◆ EXERCISE PROMPT ◆
Return the entire listing exactly, leaving nothing out.
#### THE DATA ####
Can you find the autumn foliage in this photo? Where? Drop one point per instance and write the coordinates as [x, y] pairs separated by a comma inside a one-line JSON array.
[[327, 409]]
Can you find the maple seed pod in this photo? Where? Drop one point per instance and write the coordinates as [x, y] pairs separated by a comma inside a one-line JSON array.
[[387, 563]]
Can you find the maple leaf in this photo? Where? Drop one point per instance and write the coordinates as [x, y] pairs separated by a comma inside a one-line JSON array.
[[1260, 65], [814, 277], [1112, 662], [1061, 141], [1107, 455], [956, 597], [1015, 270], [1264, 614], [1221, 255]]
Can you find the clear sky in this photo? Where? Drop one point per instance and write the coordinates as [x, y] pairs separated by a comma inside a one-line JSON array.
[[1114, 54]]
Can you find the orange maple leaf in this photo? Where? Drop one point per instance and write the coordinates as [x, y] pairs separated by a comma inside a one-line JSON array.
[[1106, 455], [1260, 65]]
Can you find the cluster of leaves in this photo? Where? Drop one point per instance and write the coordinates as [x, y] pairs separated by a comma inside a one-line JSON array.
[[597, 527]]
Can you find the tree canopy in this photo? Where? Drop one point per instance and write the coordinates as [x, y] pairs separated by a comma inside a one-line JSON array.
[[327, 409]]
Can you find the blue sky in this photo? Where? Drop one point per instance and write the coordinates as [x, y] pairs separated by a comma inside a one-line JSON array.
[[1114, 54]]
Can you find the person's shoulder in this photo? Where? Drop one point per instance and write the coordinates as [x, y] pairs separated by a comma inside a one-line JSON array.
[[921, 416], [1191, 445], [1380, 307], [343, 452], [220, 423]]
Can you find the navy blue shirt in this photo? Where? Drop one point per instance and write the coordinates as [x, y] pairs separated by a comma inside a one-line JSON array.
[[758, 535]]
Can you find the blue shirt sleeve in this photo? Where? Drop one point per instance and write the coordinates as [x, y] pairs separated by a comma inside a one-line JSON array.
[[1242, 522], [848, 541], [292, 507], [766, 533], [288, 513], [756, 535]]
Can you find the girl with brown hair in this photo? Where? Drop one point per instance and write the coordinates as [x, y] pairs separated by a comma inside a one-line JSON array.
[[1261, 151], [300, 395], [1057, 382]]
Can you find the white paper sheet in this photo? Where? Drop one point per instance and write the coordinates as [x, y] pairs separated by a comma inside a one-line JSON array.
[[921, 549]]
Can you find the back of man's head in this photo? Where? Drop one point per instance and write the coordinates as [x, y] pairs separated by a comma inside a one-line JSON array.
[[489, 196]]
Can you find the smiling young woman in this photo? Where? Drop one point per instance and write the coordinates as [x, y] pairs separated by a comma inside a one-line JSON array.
####
◆ FINAL ANSWER ◆
Can you find the autumn foliage in this photo? Where? Drop one point per instance and write the coordinates as [x, y] pairs separated by a comma inside a one-line JSON array.
[[327, 409]]
Can you find the maple seed pod in this photo? Where? Drop one point per instance and write the coordinates as [x, y] pairs separated by a comma inside a one-line JSON array.
[[387, 563]]
Can you find the maple leaf in this photo? Where? Drop one point per instance and write the coordinates as [x, y] pairs separated by a comma inside a one-line JSON array.
[[1260, 65], [814, 277], [1112, 662], [1061, 141], [1107, 455], [956, 597], [1015, 270], [1264, 614], [1221, 255]]
Can you find the clear sky in this photo? Where? Drop one point per instance and write the coordinates as [x, y] pairs separated by a comma inside a one-line JSON array.
[[1114, 54]]
Can you find the orange maple leaf in this photo? Where? Drop one point per instance and write the coordinates as [x, y] pairs separated by a comma inside a one-line JSON array.
[[1106, 455], [1260, 65]]
Can you find the cluster of leaves in this photo? Where? Drop one point per instance and write the coordinates as [x, y] pairs separated by a comma inside a one-line JSON array.
[[597, 527]]
Can you find the tree canopy in this photo? Where? Drop one point per instance and write the coordinates as [x, y] pairs separated by a comma inside a one-line JSON array.
[[327, 409]]
Can you find the blue sky in this photo? Where? Drop one point per instance and write the coordinates as [x, y] pairs separated by a comma inside a one-line JSON array.
[[1114, 54]]
Can you find the person's shoulder in this photo? Where? Drop one point per instance and write the coordinates as [x, y] pairs separated by a comma inside a one-line JSON array.
[[921, 416], [1191, 445], [1380, 307], [343, 452], [220, 423]]
Can you find the navy blue shirt in this photo? Where? Drop one point per instance and write the coordinates as [x, y] pairs separated by a comma inside a one-line JSON array.
[[758, 535]]
Can you find the blue shirt sleeve in this photo? Where? Drop one point per instance and write the coordinates as [x, y] pairs separated by a comma inside a one-line JSON array.
[[1242, 522], [848, 541], [292, 507], [766, 533], [288, 513], [756, 535]]
Can you find the girl with brown hair in this photo? Where? Drop one point per instance and write the coordinates as [x, y] pairs separated by a comma inside a one-line JSON array.
[[1261, 151], [300, 395], [1057, 382]]
Can you find the white paper sheet in this photo? Where? Drop one point per instance and write the coordinates as [x, y] pairs separated by a comma inside a one-line JSON array.
[[921, 549]]
Can you find the back of man's head in this photo? Where? Drop one point per instance and write the coordinates as [x, y] pairs separated by a comma inside a one-line JSON array.
[[489, 196]]
Can you find the smiling young woman in this photo? Where? Drop one point per instance and write the coordinates as [x, y] pairs separated by a comma inside a one-line JSON array.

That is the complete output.